▶ [WHAT YOU WILL DO]: Rewrite the lines of the material below between those holding "Batch job #47 — class: wooden" and "0;50;102;333", inclusive, adding 19 to every bounding-box coordinate and leaving all other lines and numbers unchanged.

Detection annotation records
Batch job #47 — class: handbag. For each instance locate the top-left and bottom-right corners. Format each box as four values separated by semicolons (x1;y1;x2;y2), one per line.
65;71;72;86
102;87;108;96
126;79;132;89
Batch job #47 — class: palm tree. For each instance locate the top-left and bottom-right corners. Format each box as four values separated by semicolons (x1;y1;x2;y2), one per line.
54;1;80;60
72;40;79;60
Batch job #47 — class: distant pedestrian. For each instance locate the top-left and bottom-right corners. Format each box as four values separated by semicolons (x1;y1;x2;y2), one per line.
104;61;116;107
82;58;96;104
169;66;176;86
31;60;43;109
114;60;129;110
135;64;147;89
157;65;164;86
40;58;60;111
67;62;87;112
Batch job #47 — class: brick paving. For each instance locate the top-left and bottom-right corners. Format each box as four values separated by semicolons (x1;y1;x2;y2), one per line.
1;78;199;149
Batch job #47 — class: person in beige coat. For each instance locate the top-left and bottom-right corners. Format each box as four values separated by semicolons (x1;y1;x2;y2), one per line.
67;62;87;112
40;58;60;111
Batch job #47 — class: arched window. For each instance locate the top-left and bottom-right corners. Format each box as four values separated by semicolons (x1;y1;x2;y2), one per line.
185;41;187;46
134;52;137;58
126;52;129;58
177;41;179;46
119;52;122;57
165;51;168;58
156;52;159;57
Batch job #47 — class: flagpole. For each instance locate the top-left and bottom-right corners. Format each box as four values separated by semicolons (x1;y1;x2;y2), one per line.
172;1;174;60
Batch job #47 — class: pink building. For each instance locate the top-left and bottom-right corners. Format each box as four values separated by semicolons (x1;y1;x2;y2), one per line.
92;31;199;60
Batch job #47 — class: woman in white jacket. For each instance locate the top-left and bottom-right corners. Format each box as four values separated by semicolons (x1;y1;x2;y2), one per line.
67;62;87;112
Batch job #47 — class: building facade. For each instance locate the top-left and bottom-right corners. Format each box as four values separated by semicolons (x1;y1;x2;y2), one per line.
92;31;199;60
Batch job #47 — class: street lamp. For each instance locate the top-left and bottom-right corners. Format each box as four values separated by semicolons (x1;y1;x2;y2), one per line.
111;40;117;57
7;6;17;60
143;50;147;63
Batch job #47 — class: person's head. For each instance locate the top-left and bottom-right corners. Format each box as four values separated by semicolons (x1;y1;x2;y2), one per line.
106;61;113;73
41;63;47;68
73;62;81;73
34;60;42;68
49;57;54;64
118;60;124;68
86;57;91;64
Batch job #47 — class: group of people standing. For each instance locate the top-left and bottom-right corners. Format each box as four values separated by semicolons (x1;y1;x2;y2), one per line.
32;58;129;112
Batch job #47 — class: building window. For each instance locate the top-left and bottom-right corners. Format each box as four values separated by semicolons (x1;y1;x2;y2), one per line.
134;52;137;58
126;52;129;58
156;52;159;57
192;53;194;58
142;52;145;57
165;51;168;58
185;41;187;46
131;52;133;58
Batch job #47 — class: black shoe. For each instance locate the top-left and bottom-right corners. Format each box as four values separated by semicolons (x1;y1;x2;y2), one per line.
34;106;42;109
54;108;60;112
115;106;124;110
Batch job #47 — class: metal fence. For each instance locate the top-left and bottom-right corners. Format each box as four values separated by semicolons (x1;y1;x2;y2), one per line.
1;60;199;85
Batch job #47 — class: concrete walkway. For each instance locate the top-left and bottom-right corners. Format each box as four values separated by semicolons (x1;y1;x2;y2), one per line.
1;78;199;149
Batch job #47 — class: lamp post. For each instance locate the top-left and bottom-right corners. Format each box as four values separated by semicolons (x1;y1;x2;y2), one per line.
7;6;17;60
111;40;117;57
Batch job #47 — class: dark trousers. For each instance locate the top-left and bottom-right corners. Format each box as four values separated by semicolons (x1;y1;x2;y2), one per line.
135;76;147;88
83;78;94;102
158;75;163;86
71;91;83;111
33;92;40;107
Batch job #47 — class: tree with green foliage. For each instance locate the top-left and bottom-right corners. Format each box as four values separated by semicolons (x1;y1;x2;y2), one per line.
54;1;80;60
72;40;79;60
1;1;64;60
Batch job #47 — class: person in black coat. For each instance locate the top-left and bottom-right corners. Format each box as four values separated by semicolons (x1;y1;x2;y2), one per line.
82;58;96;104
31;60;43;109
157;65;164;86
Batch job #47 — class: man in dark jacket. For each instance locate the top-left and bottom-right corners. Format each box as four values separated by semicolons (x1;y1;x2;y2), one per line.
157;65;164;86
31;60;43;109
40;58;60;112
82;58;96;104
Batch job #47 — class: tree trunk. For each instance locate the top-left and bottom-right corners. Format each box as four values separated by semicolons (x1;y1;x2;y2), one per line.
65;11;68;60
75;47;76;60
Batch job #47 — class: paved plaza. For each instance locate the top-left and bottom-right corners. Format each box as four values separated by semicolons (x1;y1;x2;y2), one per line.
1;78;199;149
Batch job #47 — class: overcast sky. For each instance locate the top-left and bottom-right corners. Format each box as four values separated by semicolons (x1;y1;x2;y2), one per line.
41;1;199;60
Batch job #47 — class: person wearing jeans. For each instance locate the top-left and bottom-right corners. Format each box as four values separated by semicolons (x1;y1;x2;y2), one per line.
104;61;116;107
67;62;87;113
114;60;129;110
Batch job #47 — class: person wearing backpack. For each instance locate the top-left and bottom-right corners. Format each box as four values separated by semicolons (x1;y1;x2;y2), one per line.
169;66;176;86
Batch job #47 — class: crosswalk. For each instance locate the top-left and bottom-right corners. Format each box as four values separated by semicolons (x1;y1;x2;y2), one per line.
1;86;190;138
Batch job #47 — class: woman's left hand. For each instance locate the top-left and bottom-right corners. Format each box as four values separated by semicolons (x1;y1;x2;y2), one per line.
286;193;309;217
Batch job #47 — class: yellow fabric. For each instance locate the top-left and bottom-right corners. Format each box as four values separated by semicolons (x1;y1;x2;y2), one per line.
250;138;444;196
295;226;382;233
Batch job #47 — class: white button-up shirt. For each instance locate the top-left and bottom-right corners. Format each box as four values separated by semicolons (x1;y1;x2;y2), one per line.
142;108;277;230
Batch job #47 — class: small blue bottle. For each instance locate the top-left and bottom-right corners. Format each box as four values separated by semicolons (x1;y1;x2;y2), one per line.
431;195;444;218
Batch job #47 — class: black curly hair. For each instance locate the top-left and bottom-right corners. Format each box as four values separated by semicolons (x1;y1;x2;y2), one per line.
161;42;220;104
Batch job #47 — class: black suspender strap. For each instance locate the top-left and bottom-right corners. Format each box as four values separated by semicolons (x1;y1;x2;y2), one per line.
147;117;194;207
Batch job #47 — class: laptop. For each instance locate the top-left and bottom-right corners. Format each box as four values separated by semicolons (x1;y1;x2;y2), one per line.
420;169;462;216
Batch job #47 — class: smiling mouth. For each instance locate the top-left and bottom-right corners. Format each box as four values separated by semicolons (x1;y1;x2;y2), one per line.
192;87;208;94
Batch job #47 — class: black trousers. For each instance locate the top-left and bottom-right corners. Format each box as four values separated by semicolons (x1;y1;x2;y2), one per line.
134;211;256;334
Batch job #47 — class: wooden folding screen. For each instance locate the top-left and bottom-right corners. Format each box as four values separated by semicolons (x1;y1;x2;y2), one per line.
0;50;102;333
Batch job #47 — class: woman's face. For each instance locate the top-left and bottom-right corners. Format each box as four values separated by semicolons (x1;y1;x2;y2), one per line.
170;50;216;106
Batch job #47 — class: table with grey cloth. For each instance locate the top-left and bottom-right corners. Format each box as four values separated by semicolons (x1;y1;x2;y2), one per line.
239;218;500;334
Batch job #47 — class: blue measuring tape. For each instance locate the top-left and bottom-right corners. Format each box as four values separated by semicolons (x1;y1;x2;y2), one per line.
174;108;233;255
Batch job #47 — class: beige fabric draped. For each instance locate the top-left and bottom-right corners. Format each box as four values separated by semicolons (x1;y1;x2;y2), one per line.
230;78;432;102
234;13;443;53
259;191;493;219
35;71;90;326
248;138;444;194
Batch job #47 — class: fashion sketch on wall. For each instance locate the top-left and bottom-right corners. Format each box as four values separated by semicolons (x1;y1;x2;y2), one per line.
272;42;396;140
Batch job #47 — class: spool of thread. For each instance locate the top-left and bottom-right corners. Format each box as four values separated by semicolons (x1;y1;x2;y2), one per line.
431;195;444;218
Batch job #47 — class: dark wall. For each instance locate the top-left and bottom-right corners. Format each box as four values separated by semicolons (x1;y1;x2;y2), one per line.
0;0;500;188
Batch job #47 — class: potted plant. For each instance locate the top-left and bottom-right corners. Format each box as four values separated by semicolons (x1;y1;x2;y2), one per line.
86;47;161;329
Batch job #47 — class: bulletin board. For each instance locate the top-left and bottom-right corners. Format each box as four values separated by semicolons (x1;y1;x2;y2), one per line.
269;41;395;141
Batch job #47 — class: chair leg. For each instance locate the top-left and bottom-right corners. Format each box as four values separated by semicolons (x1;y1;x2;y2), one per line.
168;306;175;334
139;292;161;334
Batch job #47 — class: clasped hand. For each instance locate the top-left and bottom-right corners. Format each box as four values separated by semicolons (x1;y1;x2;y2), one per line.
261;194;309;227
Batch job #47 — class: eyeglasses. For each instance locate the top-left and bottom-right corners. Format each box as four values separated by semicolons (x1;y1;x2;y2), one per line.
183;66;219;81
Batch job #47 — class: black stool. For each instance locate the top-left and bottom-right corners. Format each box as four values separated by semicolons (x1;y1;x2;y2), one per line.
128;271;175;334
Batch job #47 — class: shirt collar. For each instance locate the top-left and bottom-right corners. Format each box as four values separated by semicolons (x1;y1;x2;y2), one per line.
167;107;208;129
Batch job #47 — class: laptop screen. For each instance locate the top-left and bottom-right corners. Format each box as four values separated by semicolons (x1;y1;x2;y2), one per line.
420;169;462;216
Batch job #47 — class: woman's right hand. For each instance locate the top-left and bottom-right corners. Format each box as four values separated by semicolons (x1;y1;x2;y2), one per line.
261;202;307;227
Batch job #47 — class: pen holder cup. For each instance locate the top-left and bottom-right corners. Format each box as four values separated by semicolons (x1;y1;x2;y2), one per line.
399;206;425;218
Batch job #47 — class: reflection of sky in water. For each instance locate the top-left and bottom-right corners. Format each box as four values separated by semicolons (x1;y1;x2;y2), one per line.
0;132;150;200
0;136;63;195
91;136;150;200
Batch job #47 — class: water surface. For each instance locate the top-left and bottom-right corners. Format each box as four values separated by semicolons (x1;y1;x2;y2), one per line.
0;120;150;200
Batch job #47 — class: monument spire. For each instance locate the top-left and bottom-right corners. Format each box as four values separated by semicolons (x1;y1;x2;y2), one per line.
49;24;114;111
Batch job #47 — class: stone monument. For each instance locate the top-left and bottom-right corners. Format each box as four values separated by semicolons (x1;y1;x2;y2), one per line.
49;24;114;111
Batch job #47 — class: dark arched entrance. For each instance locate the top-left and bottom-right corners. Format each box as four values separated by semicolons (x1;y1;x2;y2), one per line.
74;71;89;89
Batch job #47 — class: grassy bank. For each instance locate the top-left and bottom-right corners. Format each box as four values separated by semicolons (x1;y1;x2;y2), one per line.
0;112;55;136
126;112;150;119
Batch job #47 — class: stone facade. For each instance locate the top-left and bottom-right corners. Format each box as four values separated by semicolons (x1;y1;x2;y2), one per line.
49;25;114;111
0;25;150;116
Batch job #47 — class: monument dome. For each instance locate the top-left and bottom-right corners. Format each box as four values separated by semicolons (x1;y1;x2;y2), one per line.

▶ [RIGHT ANSWER]:
Batch job #47 — class: wooden folding screen. For each instance locate the top-left and bottom-right corners. Format each box as four values separated by semicolons (x1;y1;x2;y2), one per line.
19;69;121;352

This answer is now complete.